Could you extract every entry below and reproduce it exactly?

====== Material provided

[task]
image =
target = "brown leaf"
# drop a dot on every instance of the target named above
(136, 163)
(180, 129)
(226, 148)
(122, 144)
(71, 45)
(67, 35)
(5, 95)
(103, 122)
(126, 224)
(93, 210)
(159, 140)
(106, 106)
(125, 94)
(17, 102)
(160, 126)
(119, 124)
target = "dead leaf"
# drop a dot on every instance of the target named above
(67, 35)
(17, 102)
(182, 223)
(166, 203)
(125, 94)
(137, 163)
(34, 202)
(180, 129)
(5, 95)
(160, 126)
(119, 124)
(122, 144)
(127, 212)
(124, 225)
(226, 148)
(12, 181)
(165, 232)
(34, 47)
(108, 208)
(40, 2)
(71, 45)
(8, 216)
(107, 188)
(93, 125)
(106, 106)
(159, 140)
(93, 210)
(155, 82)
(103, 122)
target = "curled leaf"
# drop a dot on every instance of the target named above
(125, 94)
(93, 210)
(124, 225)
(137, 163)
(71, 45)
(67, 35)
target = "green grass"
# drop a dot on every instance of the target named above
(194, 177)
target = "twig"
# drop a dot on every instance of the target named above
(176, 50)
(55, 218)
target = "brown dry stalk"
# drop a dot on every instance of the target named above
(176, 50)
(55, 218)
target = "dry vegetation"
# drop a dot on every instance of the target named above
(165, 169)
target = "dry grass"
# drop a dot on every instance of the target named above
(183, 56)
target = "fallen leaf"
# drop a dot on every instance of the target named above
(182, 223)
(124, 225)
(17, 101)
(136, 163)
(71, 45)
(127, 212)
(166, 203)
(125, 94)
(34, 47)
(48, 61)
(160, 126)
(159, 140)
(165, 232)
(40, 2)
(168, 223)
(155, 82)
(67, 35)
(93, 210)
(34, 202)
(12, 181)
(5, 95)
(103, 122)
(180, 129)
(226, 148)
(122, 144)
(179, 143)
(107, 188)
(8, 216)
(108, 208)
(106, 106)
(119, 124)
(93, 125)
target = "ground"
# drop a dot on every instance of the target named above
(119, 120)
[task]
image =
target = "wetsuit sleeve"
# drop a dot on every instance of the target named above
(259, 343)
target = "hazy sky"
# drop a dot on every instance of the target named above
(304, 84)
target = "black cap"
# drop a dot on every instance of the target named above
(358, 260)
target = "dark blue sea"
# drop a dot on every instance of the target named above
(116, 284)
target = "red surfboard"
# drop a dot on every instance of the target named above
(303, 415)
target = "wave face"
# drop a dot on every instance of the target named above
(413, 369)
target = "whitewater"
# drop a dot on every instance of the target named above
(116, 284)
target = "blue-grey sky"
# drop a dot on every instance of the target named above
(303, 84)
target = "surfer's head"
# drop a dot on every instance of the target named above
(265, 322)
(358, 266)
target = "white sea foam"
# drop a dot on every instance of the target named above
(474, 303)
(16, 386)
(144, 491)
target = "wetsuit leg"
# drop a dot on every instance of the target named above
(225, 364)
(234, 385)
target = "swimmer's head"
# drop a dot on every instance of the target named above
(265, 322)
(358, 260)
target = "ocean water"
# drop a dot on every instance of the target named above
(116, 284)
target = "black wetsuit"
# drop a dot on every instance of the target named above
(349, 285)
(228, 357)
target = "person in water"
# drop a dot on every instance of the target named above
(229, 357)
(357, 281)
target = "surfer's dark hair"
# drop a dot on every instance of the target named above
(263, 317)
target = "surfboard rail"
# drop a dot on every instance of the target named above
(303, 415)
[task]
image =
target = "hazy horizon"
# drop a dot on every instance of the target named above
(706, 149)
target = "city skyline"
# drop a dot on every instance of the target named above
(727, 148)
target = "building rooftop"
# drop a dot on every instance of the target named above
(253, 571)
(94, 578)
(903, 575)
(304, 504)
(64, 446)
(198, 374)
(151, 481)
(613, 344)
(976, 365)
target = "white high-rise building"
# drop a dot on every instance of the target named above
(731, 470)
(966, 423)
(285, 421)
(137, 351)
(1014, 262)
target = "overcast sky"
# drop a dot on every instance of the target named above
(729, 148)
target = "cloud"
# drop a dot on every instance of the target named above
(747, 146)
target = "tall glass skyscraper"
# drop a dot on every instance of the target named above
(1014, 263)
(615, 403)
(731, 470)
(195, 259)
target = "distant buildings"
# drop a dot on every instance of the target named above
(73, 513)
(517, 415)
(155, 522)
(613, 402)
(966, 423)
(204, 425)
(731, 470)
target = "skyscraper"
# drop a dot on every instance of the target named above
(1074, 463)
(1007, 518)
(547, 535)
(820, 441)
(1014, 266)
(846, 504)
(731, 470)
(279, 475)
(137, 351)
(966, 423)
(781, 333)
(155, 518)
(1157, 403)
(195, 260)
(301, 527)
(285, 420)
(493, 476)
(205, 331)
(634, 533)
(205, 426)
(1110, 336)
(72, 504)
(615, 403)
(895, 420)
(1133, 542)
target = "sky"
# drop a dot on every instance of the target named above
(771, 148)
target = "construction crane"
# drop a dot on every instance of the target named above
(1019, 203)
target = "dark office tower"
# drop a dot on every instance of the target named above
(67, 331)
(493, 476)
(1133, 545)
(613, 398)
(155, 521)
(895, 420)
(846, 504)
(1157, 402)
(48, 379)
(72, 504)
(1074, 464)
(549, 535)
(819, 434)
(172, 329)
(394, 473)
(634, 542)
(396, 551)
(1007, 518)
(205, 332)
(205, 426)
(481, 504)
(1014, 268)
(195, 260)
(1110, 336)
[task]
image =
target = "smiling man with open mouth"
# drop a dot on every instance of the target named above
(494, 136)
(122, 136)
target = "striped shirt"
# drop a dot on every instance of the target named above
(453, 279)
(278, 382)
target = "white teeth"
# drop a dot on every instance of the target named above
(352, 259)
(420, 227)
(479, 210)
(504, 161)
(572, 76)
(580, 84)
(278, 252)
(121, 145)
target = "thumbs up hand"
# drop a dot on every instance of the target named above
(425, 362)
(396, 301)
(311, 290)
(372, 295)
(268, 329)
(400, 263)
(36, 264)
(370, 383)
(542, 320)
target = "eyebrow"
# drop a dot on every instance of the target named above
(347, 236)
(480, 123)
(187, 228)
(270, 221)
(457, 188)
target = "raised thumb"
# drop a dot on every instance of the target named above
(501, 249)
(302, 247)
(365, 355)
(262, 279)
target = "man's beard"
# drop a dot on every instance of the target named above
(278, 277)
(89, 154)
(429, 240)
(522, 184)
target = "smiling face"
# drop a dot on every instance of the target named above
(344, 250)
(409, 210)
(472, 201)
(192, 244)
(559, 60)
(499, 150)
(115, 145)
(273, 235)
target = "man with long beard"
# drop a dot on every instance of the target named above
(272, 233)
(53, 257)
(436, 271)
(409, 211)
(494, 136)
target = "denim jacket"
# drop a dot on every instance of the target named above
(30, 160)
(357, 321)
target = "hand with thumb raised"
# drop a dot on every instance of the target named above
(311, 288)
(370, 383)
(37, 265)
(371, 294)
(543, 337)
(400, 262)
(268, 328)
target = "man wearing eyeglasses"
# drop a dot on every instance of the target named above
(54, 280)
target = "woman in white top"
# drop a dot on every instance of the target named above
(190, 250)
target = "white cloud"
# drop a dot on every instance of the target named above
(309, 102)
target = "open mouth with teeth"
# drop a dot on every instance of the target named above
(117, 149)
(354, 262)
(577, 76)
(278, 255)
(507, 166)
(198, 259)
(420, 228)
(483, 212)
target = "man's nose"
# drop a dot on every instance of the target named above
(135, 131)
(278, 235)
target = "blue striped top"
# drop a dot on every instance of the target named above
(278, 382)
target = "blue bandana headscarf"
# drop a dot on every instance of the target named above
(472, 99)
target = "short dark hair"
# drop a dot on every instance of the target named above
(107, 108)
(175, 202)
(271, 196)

============

• Reply to the exercise:
[task]
image =
target = "brown leaf"
# drop a dot on every instance of the target named above
(136, 163)
(180, 129)
(226, 148)
(122, 144)
(71, 45)
(67, 35)
(5, 95)
(103, 122)
(126, 224)
(93, 210)
(159, 140)
(106, 106)
(125, 94)
(17, 102)
(160, 126)
(119, 124)
target = "dead leaf"
# drop a dot on every instance of the target named above
(67, 35)
(17, 102)
(182, 223)
(166, 203)
(125, 94)
(137, 163)
(34, 202)
(180, 129)
(5, 95)
(160, 126)
(119, 124)
(122, 144)
(127, 212)
(124, 225)
(226, 148)
(12, 181)
(165, 232)
(34, 47)
(108, 208)
(40, 2)
(71, 45)
(8, 216)
(107, 188)
(93, 125)
(106, 106)
(159, 140)
(93, 210)
(155, 82)
(103, 122)
target = "curled leaf"
# drop a dot on every instance of the target named above
(125, 94)
(93, 210)
(124, 225)
(137, 163)
(71, 45)
(67, 35)
target = "green grass"
# drop a dot on every instance of the target named above
(194, 177)
target = "twig"
# drop a dot on every instance of the target named above
(176, 50)
(55, 218)
target = "brown dry stalk"
# drop a dot on every instance of the target named above
(176, 50)
(55, 218)
target = "dry vegetation"
# drop a dot on every instance of the target named above
(165, 169)
target = "dry grass"
# drop a dot on every instance of the target named above
(183, 56)
target = "fallen leaf"
# drop a dot on every instance of the target named above
(182, 223)
(124, 225)
(17, 101)
(136, 163)
(71, 45)
(127, 212)
(166, 203)
(125, 94)
(34, 47)
(48, 61)
(160, 126)
(159, 140)
(165, 232)
(40, 2)
(168, 223)
(155, 82)
(67, 35)
(93, 210)
(34, 202)
(12, 181)
(5, 95)
(103, 122)
(180, 129)
(226, 148)
(122, 144)
(179, 143)
(107, 188)
(8, 216)
(108, 208)
(106, 106)
(119, 124)
(93, 125)
target = "ground"
# drop a dot on every instance of the target named above
(119, 120)
[task]
image =
target = "wetsuit sleeve"
# drop a dot on every instance of the target named above
(259, 343)
target = "hazy sky"
# drop a dot on every instance of the target named above
(304, 84)
target = "black cap"
# drop a dot on every instance of the target named above
(358, 260)
target = "dark blue sea"
# drop a dot on every instance of the target named above
(116, 284)
target = "red surfboard"
# drop a dot on every instance of the target named above
(303, 415)
target = "wave face"
# drop a dot on every instance of the target named above
(413, 369)
target = "whitewater"
# drop a dot on every instance of the target named above
(116, 284)
target = "blue-grey sky"
# drop a dot on every instance of the target named above
(303, 84)
target = "surfer's head"
# drop a dot on every instance of the target named above
(265, 322)
(358, 266)
target = "white sea foam"
# drop a dot on every instance of the target named above
(474, 303)
(16, 386)
(144, 491)
target = "wetsuit leg"
# drop a dot on every instance of the target named above
(225, 364)
(234, 385)
target = "swimmer's head"
# drop a dot on every instance of the target named above
(265, 322)
(358, 260)
target = "ocean water"
# drop a dot on every instance of the target named above
(116, 284)
target = "black wetsuit"
# drop a dot on every instance of the target named above
(349, 285)
(228, 357)
target = "person in water"
# drop a dot on every instance of the target named above
(229, 357)
(357, 281)
target = "surfer's dark hair"
# drop a dot on every instance of the target named above
(263, 317)
target = "surfboard rail"
# drop a dot on every instance of the target named above
(303, 415)
[task]
image =
target = "hazy horizon"
# drop a dot on every instance of the target named above
(706, 149)
target = "city skyline"
# drop a dot on every instance of the target named above
(727, 148)
target = "building rooftop"
# drop a dot on every instance of the target named above
(253, 571)
(94, 578)
(903, 575)
(304, 504)
(64, 446)
(198, 374)
(151, 481)
(613, 344)
(976, 365)
target = "white high-rise building"
# drop a dot on every instance of the target named above
(731, 470)
(966, 423)
(285, 421)
(137, 351)
(1014, 262)
target = "overcast sky"
# drop a dot on every instance of the target named above
(729, 148)
target = "cloud"
# drop a dot on every instance of the target named above
(747, 146)
target = "tall glass skyscraper"
# drop a dot on every instance of the target named above
(1014, 263)
(615, 403)
(731, 470)
(195, 259)
target = "distant buildings"
# drop a dot on every instance of the target named above
(73, 513)
(517, 415)
(155, 522)
(613, 402)
(966, 423)
(204, 425)
(731, 470)
target = "skyscraper"
# drop a dot on every instance of the target named above
(1074, 463)
(1007, 518)
(547, 535)
(820, 441)
(1014, 266)
(846, 504)
(731, 470)
(279, 475)
(137, 351)
(966, 423)
(781, 333)
(155, 518)
(1157, 403)
(195, 260)
(301, 527)
(285, 420)
(493, 476)
(205, 331)
(634, 533)
(205, 426)
(1110, 336)
(72, 504)
(615, 403)
(895, 420)
(1133, 542)
target = "sky"
# drop a dot on every instance of the target named above
(771, 148)
target = "construction crane"
# drop a dot on every instance of the target named above
(1019, 203)
target = "dark office tower"
# drop a dot on every instance of the target named above
(67, 331)
(493, 476)
(1133, 545)
(613, 398)
(155, 521)
(895, 420)
(846, 504)
(1157, 402)
(48, 379)
(72, 504)
(1074, 464)
(549, 535)
(819, 434)
(172, 329)
(394, 473)
(634, 542)
(396, 551)
(1007, 518)
(205, 332)
(205, 426)
(481, 504)
(1014, 268)
(195, 260)
(1110, 336)
[task]
image =
target = "smiling man with open mouth"
# drop a dot on every instance of the target named above
(494, 136)
(122, 136)
target = "striped shirt"
# drop a dot on every instance of the target named above
(453, 279)
(278, 382)
target = "white teeth"
# drop a dot on every instance of the target named above
(352, 259)
(420, 227)
(479, 210)
(504, 161)
(572, 76)
(580, 84)
(278, 252)
(121, 145)
target = "thumbs up hand"
# drop a dot on every instance of the target named above
(425, 362)
(396, 301)
(311, 290)
(372, 295)
(268, 329)
(400, 263)
(36, 264)
(370, 383)
(542, 320)
target = "eyebrow"
# drop a dot on every instance of the target named above
(347, 236)
(480, 123)
(187, 228)
(270, 221)
(457, 188)
target = "raised thumb"
# drop a dot on every instance of the target named above
(501, 249)
(302, 247)
(365, 355)
(262, 279)
target = "man's beard"
# drop a dot on every instance of the target named above
(278, 277)
(89, 154)
(429, 240)
(522, 184)
target = "smiling face"
# drop a dot on every instance of the target named above
(344, 250)
(409, 210)
(472, 201)
(192, 244)
(559, 60)
(499, 150)
(115, 145)
(273, 235)
target = "man with long beard"
# drop a dot on every instance of the target named above
(272, 233)
(53, 257)
(436, 271)
(409, 211)
(494, 136)
target = "denim jacket"
# drop a dot on every instance of the target named above
(30, 160)
(357, 321)
target = "hand with thumb raised"
# drop a dot on every instance of the target named above
(311, 288)
(370, 383)
(37, 265)
(371, 294)
(543, 337)
(400, 262)
(268, 328)
target = "man wearing eyeglasses"
# drop a dot on every instance of the target named above
(54, 280)
target = "woman in white top"
# drop a dot on every instance of the target named above
(190, 250)
target = "white cloud"
# drop a dot on every instance of the target named above
(309, 102)
target = "open mouth with teeth"
# drop a dot on every instance of the target named above
(117, 149)
(354, 262)
(577, 76)
(278, 255)
(507, 166)
(198, 259)
(420, 228)
(483, 212)
target = "man's nose"
# drop a dot on every instance of the target named above
(135, 131)
(278, 235)
target = "blue striped top"
# drop a dot on every instance of the target named above
(278, 382)
target = "blue bandana headscarf"
# drop a dot on every instance of the target named above
(472, 99)
target = "short dark hair"
# drop a dot on every instance of the target named above
(107, 108)
(175, 202)
(271, 196)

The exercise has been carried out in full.